>> BEGIN

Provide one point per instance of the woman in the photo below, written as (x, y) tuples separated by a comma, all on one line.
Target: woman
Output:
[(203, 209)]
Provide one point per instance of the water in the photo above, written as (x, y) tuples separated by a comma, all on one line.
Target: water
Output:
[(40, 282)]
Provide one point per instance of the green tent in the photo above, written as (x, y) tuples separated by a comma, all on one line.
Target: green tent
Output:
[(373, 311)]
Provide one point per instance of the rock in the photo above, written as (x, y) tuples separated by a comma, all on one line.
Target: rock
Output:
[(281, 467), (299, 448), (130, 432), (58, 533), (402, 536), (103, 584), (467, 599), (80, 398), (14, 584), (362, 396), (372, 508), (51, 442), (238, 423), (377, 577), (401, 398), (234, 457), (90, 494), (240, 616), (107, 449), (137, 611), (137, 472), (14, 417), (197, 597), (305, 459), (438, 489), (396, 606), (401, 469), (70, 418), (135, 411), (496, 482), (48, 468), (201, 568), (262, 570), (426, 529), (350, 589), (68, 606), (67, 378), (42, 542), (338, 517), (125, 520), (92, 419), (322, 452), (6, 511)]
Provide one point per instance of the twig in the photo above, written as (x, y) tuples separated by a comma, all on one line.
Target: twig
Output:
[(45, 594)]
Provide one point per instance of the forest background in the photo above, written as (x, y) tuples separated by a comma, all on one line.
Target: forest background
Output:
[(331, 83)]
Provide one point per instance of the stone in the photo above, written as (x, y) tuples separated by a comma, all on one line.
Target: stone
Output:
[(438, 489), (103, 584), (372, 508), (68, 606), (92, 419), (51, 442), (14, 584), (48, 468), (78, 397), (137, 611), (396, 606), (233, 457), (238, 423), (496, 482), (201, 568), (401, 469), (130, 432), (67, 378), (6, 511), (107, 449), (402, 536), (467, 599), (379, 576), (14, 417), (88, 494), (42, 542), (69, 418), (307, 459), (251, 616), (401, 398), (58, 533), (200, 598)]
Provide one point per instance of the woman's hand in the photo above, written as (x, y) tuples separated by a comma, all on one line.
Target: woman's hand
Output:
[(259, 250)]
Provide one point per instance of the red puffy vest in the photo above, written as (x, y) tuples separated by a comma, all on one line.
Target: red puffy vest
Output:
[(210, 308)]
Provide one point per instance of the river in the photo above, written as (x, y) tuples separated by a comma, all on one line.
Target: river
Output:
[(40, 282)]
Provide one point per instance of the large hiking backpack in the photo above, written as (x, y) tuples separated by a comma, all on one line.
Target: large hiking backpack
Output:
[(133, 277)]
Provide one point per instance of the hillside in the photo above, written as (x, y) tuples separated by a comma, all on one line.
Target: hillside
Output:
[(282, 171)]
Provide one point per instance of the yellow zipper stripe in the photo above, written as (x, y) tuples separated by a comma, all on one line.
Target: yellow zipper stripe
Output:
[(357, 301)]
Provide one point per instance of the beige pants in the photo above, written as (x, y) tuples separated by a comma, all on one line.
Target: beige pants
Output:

>> END

▶ [Set task] Would you restate each of the entries word for word?

▶ [Response to this task]
Provide one point per instance of the woman in the photo below, written as (x, y) tuples separated by a comma, all on one line.
Target: woman
Output:
[(203, 209)]
Provide one point per instance of the water in the photo above, written as (x, y) tuples separated by a comma, all on one line.
Target: water
Output:
[(40, 282)]
Provide one point per instance of the green tent in the photo above, written as (x, y) tuples separated by a comma, all on one line.
Target: green tent
Output:
[(373, 311)]
Provide one point per instance of the rock in the photo above, written as (x, y) tuples separated by a comma, all on one line.
Target: rock
Output:
[(281, 467), (299, 448), (130, 432), (58, 533), (402, 536), (103, 584), (467, 599), (80, 398), (14, 584), (362, 396), (372, 508), (51, 442), (238, 423), (377, 577), (401, 398), (234, 457), (90, 494), (240, 616), (107, 449), (137, 611), (137, 472), (14, 417), (197, 597), (305, 459), (438, 489), (396, 606), (401, 469), (70, 418), (135, 411), (496, 482), (48, 468), (201, 568), (262, 570), (426, 529), (350, 589), (68, 606), (67, 378), (42, 542), (338, 517), (125, 520), (92, 419), (322, 452), (6, 511)]
Provide one point per instance of the twig in the photo above, written as (x, y) tuples separated by a comma, all on one line.
Target: twig
Output:
[(45, 594)]
Provide one point per instance of the forest background in the photo above, written as (x, y) tuples separated by a comma, all on one line.
Target: forest background
Output:
[(331, 83)]
Provide one point per instance of the stone in the photo above, written as (x, y) tuples separated by a comma, all on one line.
Target: stone
Output:
[(438, 489), (103, 584), (372, 508), (68, 606), (92, 419), (51, 442), (14, 584), (48, 468), (78, 397), (137, 611), (396, 606), (233, 457), (238, 423), (496, 482), (201, 568), (401, 469), (130, 432), (67, 378), (6, 511), (107, 449), (402, 536), (467, 599), (379, 576), (14, 417), (88, 494), (42, 542), (69, 418), (307, 459), (251, 616), (401, 398), (58, 533), (200, 598)]
Provide one point per instance of the woman's hand in the photo above, written as (x, y) tuples separated by a comma, all on one line.
Target: woman's hand
Output:
[(259, 250)]
Provide one point per instance of the red puffy vest in the photo above, written as (x, y) tuples separated by a comma, all on one line.
Target: red puffy vest
Output:
[(210, 308)]
Provide one point per instance of the river in the photo above, written as (x, y) tuples separated by a comma, all on one line.
Target: river
Output:
[(40, 282)]
Provide one point per instance of the large hiking backpack in the photo above, written as (x, y) tuples separated by a comma, all on one line.
Target: large hiking backpack
Output:
[(133, 277)]
Provide one point per instance of the hillside in the photo above, written as (x, y) tuples separated by a comma, all on one line.
Target: hillside
Output:
[(282, 171)]
Provide one point per instance of the yellow zipper stripe in the photo above, written as (x, y) tuples separated by a comma, all on one line.
Target: yellow zipper stripe
Output:
[(357, 301)]
Provide one point per instance of the beige pants in the photo above, written as (x, y) tuples separated by a comma, all on one line.
Target: beige pants
Output:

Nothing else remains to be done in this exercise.